*Exercise data:*
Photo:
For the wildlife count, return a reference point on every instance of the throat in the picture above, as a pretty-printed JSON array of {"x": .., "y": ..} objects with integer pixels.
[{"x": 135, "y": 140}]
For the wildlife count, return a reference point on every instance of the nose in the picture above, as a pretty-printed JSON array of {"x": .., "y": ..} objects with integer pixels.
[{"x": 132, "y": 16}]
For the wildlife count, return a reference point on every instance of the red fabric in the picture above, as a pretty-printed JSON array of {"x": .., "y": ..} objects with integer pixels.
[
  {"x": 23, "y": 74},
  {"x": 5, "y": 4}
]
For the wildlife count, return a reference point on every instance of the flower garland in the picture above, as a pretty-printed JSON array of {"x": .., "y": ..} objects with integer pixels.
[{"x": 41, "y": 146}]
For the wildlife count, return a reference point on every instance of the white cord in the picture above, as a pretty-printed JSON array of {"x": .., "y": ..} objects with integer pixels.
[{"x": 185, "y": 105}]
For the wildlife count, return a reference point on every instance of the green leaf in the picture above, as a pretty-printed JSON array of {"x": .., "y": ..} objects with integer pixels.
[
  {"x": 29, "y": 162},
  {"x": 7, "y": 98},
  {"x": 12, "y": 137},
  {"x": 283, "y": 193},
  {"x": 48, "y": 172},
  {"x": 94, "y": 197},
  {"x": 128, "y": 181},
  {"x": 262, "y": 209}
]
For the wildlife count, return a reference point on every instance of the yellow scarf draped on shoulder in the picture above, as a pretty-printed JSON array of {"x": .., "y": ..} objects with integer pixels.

*Task statement:*
The answer is the line with "of the green" plus every line after it, printed exactly as they appear above.

*Result of the exercise:*
For the wildlife count, return a reference point on every instance of the green leaf in the picture above, as a pretty-printed JSON array of {"x": .., "y": ..} objects with integer pixels.
[
  {"x": 29, "y": 162},
  {"x": 7, "y": 98},
  {"x": 12, "y": 137},
  {"x": 283, "y": 193},
  {"x": 48, "y": 172},
  {"x": 94, "y": 197},
  {"x": 128, "y": 181},
  {"x": 262, "y": 209}
]
For the wildlife count, return a reference point on every instance of the yellow scarf draped on shoulder in the picture above, as a pretty-printed JSON array of {"x": .., "y": ..} objects with integer pixels.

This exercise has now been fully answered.